• [Short exercise]: Can you repeat the data from the start through the line that contains "Now the spruce", copying every line in between verbatim?

• [Stored records]:
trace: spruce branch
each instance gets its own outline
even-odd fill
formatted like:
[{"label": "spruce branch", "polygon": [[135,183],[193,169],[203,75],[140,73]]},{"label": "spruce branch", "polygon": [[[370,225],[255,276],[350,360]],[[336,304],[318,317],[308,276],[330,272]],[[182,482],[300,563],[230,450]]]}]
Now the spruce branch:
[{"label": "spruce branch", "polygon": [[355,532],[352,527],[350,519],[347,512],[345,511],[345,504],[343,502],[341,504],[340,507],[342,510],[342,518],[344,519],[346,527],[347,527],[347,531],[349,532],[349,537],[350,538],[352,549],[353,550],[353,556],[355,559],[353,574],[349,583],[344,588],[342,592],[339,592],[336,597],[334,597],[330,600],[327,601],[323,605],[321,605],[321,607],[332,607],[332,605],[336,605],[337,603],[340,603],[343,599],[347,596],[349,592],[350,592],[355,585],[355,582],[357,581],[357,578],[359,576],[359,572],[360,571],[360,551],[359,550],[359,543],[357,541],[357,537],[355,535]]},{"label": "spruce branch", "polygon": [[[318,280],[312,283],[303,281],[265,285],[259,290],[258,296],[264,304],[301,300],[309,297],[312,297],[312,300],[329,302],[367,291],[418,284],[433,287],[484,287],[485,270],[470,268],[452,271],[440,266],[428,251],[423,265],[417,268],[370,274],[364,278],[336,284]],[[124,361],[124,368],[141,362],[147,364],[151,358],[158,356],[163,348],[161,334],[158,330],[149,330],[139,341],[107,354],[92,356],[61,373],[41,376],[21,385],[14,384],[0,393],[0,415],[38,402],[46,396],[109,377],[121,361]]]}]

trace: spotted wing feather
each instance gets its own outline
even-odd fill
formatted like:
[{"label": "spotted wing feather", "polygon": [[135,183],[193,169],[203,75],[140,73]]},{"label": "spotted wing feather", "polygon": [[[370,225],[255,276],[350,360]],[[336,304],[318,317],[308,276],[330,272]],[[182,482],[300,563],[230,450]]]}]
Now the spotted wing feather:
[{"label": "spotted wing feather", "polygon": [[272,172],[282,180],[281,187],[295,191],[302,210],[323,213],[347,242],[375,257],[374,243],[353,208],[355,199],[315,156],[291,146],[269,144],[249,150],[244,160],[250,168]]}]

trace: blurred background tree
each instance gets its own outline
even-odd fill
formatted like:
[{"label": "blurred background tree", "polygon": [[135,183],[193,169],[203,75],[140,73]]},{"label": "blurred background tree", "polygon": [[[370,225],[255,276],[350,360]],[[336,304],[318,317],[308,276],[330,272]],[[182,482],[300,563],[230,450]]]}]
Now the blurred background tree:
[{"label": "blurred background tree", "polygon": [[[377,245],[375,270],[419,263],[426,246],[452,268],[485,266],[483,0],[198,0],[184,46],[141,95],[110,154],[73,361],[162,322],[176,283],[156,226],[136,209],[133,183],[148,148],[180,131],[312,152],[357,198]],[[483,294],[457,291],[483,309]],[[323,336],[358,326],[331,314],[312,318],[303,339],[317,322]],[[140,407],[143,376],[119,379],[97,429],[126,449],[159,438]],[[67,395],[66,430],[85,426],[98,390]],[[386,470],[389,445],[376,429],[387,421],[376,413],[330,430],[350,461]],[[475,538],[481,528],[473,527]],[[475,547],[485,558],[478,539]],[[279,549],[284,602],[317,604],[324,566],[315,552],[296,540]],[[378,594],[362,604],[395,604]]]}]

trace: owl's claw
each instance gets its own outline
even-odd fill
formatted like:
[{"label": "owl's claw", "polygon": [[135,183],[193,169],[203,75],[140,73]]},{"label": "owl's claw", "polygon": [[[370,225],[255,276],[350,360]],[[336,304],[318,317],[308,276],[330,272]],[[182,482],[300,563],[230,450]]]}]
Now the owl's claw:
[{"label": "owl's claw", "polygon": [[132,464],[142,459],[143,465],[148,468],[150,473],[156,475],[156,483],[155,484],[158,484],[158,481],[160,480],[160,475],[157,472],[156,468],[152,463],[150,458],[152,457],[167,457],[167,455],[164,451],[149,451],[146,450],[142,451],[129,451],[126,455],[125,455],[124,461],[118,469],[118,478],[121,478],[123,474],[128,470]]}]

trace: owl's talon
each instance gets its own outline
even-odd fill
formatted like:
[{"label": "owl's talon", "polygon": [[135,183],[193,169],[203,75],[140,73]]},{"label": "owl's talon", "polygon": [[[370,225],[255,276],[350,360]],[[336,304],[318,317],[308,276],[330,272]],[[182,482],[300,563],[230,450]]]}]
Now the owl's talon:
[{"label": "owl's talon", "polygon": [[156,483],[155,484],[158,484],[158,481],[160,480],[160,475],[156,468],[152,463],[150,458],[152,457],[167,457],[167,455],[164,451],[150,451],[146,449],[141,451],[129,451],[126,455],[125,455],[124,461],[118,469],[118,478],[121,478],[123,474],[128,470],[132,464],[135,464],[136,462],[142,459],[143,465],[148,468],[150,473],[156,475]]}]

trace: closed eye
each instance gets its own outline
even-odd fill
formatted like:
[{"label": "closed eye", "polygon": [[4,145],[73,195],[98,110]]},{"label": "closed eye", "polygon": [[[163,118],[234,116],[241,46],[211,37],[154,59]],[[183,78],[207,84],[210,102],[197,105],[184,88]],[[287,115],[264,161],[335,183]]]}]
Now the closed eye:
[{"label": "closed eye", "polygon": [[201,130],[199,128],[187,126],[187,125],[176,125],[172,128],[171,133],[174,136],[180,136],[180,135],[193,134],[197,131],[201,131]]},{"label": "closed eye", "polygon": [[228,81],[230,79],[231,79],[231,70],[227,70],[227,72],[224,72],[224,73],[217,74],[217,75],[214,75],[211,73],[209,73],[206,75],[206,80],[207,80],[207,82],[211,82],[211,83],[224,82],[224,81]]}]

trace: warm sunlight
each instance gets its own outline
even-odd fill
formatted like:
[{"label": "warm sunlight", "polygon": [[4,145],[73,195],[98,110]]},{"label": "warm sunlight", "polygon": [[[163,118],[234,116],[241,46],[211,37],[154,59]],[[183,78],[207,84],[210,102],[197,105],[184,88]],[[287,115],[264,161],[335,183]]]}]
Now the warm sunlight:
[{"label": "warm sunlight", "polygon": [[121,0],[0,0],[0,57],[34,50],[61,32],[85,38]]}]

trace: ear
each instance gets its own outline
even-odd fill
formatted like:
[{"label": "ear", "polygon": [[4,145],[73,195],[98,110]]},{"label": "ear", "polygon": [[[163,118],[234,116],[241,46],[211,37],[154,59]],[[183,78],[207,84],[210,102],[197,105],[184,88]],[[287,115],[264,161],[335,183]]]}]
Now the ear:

• [Output of the task]:
trace: spruce branch
each instance gets its own outline
even-odd fill
formatted like:
[{"label": "spruce branch", "polygon": [[135,183],[193,169],[203,75],[140,73]]},{"label": "spruce branch", "polygon": [[[370,225],[255,276],[350,360]],[[336,304],[318,317],[308,276],[330,272]],[[182,482],[300,563],[230,450]]]}]
Now the spruce branch:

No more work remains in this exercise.